EXTRACT TO READ —
════════════════════
When trying to read from or write onto a drive, you may encounter the “You need to format the disk in drive” error. It generally occurs while attaching an external SD card or disk drive to the PC but is not limited to it.
The causes range from defective cables, ports, corrupted files, or even damaged sectors within the disk. But, whatever the cause be, it leaves the drive inaccessible.
How to Fix “You Need to Format the Disk in Drive” Error?
First of all, you can try to swap the port used to connect your drive with the PC or a card reader (for an SD card). Also, consider different cables in case you are using one. Second, you can try connecting the drive to a different PC if available and check if the issue resolves.
But, if the problem persists or it’s an embedded unhealthy disk drive, try the listed fixes:
Format Disk and Recover Data
This might sound exaggerated, but the solution to this problem would be formatting the unusable disk/drive and then recovering it afterward. Since, in most cases, the success rate of any other solutions would be low, you can try this method without going along with them.
════════════════════
WHAT YOU WILL DO —
Reproduce the part of the text on the disk-format error between "First of all, you" and "along with them.", inclusive, word for word.

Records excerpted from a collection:
════════════════════
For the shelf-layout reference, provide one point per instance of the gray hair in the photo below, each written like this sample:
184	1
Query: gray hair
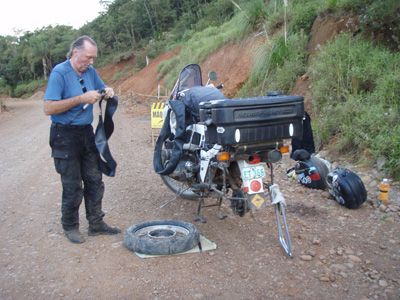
78	44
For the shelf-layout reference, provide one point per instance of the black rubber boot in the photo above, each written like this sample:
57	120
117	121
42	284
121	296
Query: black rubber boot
74	236
102	228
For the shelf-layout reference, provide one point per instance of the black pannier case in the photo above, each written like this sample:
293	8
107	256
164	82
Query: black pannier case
253	120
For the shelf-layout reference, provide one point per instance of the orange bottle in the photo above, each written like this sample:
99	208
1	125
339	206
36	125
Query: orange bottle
384	188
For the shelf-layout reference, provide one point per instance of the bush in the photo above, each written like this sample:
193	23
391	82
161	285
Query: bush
27	88
355	99
277	65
════════════════════
YOUR SOLUTION —
First of all, you can try to swap the port used to connect your drive with the PC or a card reader (for an SD card). Also, consider different cables in case you are using one. Second, you can try connecting the drive to a different PC if available and check if the issue resolves.
But, if the problem persists or it’s an embedded unhealthy disk drive, try the listed fixes:
Format Disk and Recover Data
This might sound exaggerated, but the solution to this problem would be formatting the unusable disk/drive and then recovering it afterward. Since, in most cases, the success rate of any other solutions would be low, you can try this method without going along with them.